— begin ARTICLE —

In my view, Mr Berry was right about this. Read naturally, the 2008 Letter Agreement provided for “LuxCo Investor” and “LuxCo Investment” to refer respectively to HDFP and the investment made pursuant to the “LuxCo Agreements”, and there is no good reason to attribute a broader meaning to either expression. As Mr Berry pointed out, there is no difficulty about taking “LuxCo Investment” to refer to both the investment effected pursuant to the “LuxCo Agreements” and that made “with a seven … year maturity … through [SDFP]” as mentioned in the “Existing Deals” section of the CIFS Agreement: they were one and the same. Again, paragraph 3 of the 2008 Letter Agreement does not require “LuxCo Investor” or “LuxCo Investment” to be given an expanded meaning. On the one hand, it is perfectly plain, reading paragraphs 1 and 3 of the 2008 Letter Agreement together, that Blackstar was not to be entitled to double payment, from Cheyne (under the CIFS Agreement) as well as from Holdings (under the Amortizing Note). On the other hand, it makes sense for Blackstar to have retained its entitlement to fees from Cheyne in respect of any investment other than the €220 million tranche.
Mr Ashworth relied on the 2008 Letter Agreement’s reference to “Profit Sharing” as indicating that it had not been drafted with precision. The term “Profit Sharing”, Mr Ashworth said, was used in the CIFS Agreement to denote fees that would be payable in relation to new introductions, not those for the “Existing Deals”. However, the MOU used “Profit Sharing” to refer to Blackstar’s fee entitlement generally, and the provision in the CIFS Agreement by which Cheyne undertook that it would “not make any asset allocation decisions for the purpose of reducing any Profit Sharing due to Blackstar” arguably extends to the “Profit Sharing” in respect of “Existing Deals” carried forward into the CIFS Agreement. Even assuming, however, that the expression “Profit Sharing” was used loosely in the 2008 Letter Agreement, that could not, to my mind, make it right to give broader meanings to “LuxCo Investor” and “LuxCo Investment”.

— end ARTICLE —
— begin LISTING —

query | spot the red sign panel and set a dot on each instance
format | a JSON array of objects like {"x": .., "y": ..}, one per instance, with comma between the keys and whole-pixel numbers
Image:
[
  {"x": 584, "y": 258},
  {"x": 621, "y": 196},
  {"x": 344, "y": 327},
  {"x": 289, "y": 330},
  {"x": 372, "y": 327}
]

— end LISTING —

### COMPLETE THE FOLLOWING:
1. List every agreement or other document that the ruling names.
2. Please condense the paragraph of the ruling that begins "Mr Ashworth relied on" into a short list of its main points.

### RESPONSES:
1.
- 2008 Letter Agreement
- LuxCo Agreements
- CIFS Agreement
- Amortizing Note
- MOU

2.
- Mr Ashworth argued that the 2008 Letter Agreement's use of "Profit Sharing" shows it was not drafted precisely.
- In his view, the CIFS Agreement used "Profit Sharing" only for fees on new introductions, not for "Existing Deals."
- However, the MOU used the term for Blackstar's fee entitlement generally.
- Cheyne's CIFS undertaking not to reduce "any Profit Sharing due to Blackstar" arguably also covers "Existing Deals."
- Even if the 2008 Letter Agreement used the term loosely, that would not justify giving "LuxCo Investor" and "LuxCo Investment" broader meanings.